Вообще, именно неготовность терпеть побочки заставляет очень многих пациентов прерывать терапию. Последствия обычно печальны — палочка быстро мутирует и становится устойчивой к препаратам. Задумайтесь, в 50-е годы практически всем пациентам помогала схема из трех антибиотиков. В 80-е годы больные излечивались новой недорогой черехкомпонентной схемой. Сегодня почти половина заболевших нуждается в сложной многокомпонентной терапии, подобранной индивидуально — эти люди изначально заразились МЛУ, и я волей судьбы оказался в их числе.

Побочки бывают самые разные — от упомянутых болей в ногах до перебоев с печенью, нарушений слуха и психических расстройств. Главная задача пациента — отслеживать все негативные изменения и сообщать о них лечащему врачу. Купировать можно почти любой побочный эффект, а вот способа лечения туберкулеза кроме долгой химиотерапии не существует.

«Туберкулезники, будьте прокляты!»

• **Задание**
Верните без изменений часть отрывка о лечении туберкулеза: от слов «Вообще, именно неготовность» до слов «химиотерапии не существует.» включительно. Следующий далее список взят из другого источника.

• **Сохранённые данные**
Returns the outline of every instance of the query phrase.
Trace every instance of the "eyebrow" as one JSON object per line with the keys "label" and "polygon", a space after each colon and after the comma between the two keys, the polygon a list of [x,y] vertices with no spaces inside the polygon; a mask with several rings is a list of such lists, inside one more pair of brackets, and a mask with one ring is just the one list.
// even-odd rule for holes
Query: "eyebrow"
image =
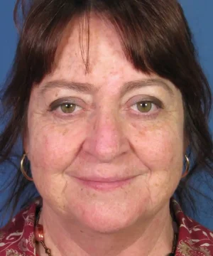
{"label": "eyebrow", "polygon": [[77,82],[60,80],[50,81],[44,84],[40,89],[40,94],[43,94],[49,89],[53,88],[65,88],[86,94],[95,92],[97,90],[94,85],[88,82]]}
{"label": "eyebrow", "polygon": [[[162,87],[168,91],[171,97],[174,97],[174,92],[170,88],[170,87],[165,82],[159,78],[148,78],[126,82],[121,89],[121,95],[123,97],[127,92],[130,92],[131,91],[140,89],[141,87],[149,86]],[[98,91],[98,88],[96,88],[94,85],[90,83],[70,82],[64,80],[60,80],[50,81],[44,84],[44,85],[40,89],[40,94],[42,95],[49,89],[53,88],[65,88],[85,94],[95,93]]]}
{"label": "eyebrow", "polygon": [[168,91],[168,92],[170,95],[171,97],[174,97],[174,92],[170,88],[170,87],[165,82],[159,78],[148,78],[141,80],[128,82],[124,84],[124,86],[121,89],[121,96],[124,96],[127,92],[130,92],[131,91],[133,91],[134,90],[149,86],[162,87]]}

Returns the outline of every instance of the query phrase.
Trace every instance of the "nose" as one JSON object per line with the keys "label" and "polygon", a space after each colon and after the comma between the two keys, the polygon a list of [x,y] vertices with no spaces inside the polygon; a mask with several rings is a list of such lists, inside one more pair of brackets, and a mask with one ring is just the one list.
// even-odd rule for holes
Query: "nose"
{"label": "nose", "polygon": [[115,114],[99,112],[91,122],[82,145],[84,151],[99,161],[111,162],[129,149],[128,140],[122,130],[122,122]]}

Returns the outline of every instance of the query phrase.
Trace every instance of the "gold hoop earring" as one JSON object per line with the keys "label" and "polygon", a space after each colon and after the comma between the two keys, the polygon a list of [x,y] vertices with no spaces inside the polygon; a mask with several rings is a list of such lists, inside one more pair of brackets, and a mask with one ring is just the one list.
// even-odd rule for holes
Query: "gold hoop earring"
{"label": "gold hoop earring", "polygon": [[26,156],[26,154],[24,154],[23,155],[23,156],[22,156],[21,160],[21,164],[20,164],[21,171],[22,172],[22,174],[25,176],[25,178],[26,178],[26,179],[28,179],[28,180],[30,181],[33,181],[33,178],[29,177],[29,176],[27,175],[27,174],[26,174],[26,172],[25,171],[24,168],[23,168],[23,162],[24,162],[24,159],[25,159]]}
{"label": "gold hoop earring", "polygon": [[188,159],[187,155],[185,155],[185,159],[186,162],[187,162],[187,166],[186,166],[186,169],[185,169],[185,171],[184,174],[182,176],[182,178],[186,177],[188,175],[189,172],[190,172],[190,159]]}

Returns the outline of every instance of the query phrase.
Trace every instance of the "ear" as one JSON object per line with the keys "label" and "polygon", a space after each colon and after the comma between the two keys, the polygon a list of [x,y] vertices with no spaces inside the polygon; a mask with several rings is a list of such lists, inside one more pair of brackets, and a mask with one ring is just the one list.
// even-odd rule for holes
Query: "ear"
{"label": "ear", "polygon": [[190,146],[190,143],[187,135],[184,137],[183,142],[183,154],[185,155],[187,148]]}
{"label": "ear", "polygon": [[28,159],[29,159],[29,137],[28,137],[28,129],[27,124],[25,125],[23,133],[22,133],[22,142],[23,142],[23,151],[28,156]]}

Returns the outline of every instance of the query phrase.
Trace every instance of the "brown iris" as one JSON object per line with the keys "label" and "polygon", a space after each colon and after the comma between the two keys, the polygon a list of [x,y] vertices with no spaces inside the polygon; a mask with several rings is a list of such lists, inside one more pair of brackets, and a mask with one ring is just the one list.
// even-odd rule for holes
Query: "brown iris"
{"label": "brown iris", "polygon": [[143,113],[147,113],[152,109],[152,102],[138,102],[137,109]]}
{"label": "brown iris", "polygon": [[60,108],[64,113],[70,114],[75,110],[76,105],[71,103],[65,103],[62,105]]}

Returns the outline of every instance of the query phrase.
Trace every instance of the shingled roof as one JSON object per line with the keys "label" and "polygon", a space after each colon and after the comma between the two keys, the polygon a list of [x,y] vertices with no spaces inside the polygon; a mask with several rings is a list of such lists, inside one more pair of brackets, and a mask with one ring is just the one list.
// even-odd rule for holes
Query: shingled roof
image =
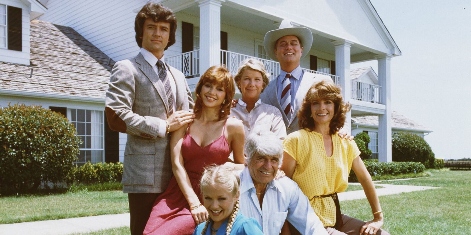
{"label": "shingled roof", "polygon": [[[431,132],[430,129],[421,125],[406,117],[393,110],[391,114],[392,129],[415,130],[420,132]],[[365,124],[378,125],[378,116],[352,117],[352,125]]]}
{"label": "shingled roof", "polygon": [[33,20],[30,31],[31,65],[0,62],[0,89],[104,99],[114,61],[72,28]]}

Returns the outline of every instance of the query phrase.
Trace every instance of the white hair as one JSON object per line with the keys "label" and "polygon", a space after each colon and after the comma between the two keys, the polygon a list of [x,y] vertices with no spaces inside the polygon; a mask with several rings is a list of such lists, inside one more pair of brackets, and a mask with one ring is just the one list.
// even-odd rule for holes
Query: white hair
{"label": "white hair", "polygon": [[264,156],[277,157],[280,165],[283,160],[283,145],[280,138],[270,131],[258,131],[249,134],[244,145],[245,162],[249,164],[256,153]]}

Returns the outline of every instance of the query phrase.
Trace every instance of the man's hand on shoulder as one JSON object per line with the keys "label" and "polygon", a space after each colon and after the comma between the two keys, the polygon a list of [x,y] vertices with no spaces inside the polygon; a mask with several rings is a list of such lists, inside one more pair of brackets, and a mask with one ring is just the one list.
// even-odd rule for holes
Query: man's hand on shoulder
{"label": "man's hand on shoulder", "polygon": [[196,116],[194,113],[184,110],[174,112],[167,118],[169,132],[176,131],[184,125],[193,121]]}
{"label": "man's hand on shoulder", "polygon": [[341,129],[339,131],[339,136],[346,140],[349,140],[350,141],[353,140],[354,137],[353,135],[351,135],[351,134],[347,132],[347,131],[343,129]]}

• **Ответ**
Вообще, именно неготовность терпеть побочки заставляет очень многих пациентов прерывать терапию. Последствия обычно печальны — палочка быстро мутирует и становится устойчивой к препаратам. Задумайтесь, в 50-е годы практически всем пациентам помогала схема из трех антибиотиков. В 80-е годы больные излечивались новой недорогой черехкомпонентной схемой. Сегодня почти половина заболевших нуждается в сложной многокомпонентной терапии, подобранной индивидуально — эти люди изначально заразились МЛУ, и я волей судьбы оказался в их числе.

Побочки бывают самые разные — от упомянутых болей в ногах до перебоев с печенью, нарушений слуха и психических расстройств. Главная задача пациента — отслеживать все негативные изменения и сообщать о них лечащему врачу. Купировать можно почти любой побочный эффект, а вот способа лечения туберкулеза кроме долгой химиотерапии не существует.